(Items from a data source)

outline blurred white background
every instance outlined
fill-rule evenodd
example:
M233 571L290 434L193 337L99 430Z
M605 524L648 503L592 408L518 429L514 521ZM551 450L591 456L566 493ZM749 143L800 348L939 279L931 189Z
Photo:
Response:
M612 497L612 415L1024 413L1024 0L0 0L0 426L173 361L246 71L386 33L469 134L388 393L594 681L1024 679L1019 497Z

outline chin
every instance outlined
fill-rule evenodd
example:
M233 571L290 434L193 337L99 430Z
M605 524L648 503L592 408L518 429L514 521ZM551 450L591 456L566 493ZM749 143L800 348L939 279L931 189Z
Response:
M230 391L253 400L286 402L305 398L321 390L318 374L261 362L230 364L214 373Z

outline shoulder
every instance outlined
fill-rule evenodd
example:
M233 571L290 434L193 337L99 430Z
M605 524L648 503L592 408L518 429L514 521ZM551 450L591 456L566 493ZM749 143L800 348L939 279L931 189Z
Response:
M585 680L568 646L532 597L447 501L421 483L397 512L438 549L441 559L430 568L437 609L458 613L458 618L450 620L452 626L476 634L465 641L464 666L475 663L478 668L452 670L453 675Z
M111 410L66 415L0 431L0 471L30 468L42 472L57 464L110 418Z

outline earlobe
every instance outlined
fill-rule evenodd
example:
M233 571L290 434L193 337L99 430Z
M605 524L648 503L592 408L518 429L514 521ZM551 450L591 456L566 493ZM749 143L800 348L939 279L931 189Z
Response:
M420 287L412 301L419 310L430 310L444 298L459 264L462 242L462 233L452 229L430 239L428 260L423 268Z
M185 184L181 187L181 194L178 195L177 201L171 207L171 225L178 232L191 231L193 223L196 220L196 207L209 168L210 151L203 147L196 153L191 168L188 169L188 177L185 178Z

OBJECTIVE. Copy every one of the entries above word for word, keeping each line as it stands.

CORRECT RESULT.
outline blurred white background
every instance outlined
fill-rule evenodd
example:
M233 571L290 434L193 337L99 430Z
M605 524L648 503L592 408L518 429L514 521ZM551 450L591 456L566 493ZM749 143L800 348L939 279L931 189Z
Photo:
Response:
M612 497L612 415L1024 413L1024 0L0 0L0 426L173 361L246 71L386 33L469 134L388 393L594 681L1024 679L1019 497Z

outline chin
every instance outlined
fill-rule evenodd
example:
M233 571L290 434L193 337L99 430Z
M605 524L648 503L592 408L518 429L514 521ZM551 450L591 456L566 493ZM749 143L800 348L939 279L931 189Z
Response:
M230 391L253 400L286 402L305 398L321 390L318 374L261 362L230 364L214 373Z

outline shoulder
every instance outlined
fill-rule evenodd
example:
M233 571L290 434L193 337L99 430Z
M605 524L648 503L592 408L518 429L514 521ZM551 450L591 456L566 493ZM749 143L800 348L939 279L931 189Z
Response:
M585 680L568 646L532 597L447 501L421 483L397 512L438 549L441 559L430 568L437 609L458 613L458 618L450 620L452 626L476 634L465 641L464 666L475 663L478 668L452 670L453 675Z
M111 410L66 415L0 431L0 471L30 468L42 472L57 464L110 418Z

outline earlobe
every instance outlined
fill-rule evenodd
example:
M233 571L290 434L193 337L99 430Z
M605 524L648 503L592 408L518 429L514 521ZM551 450L591 456L566 493ZM749 143L800 348L939 279L931 189Z
Response:
M420 287L412 301L419 310L430 310L444 298L459 264L462 242L462 233L452 229L430 239L428 260L423 268Z
M185 184L181 187L181 194L178 195L177 201L171 207L171 225L178 232L191 231L193 223L196 220L196 207L209 168L210 151L203 147L196 153L191 168L188 169L188 177L185 178Z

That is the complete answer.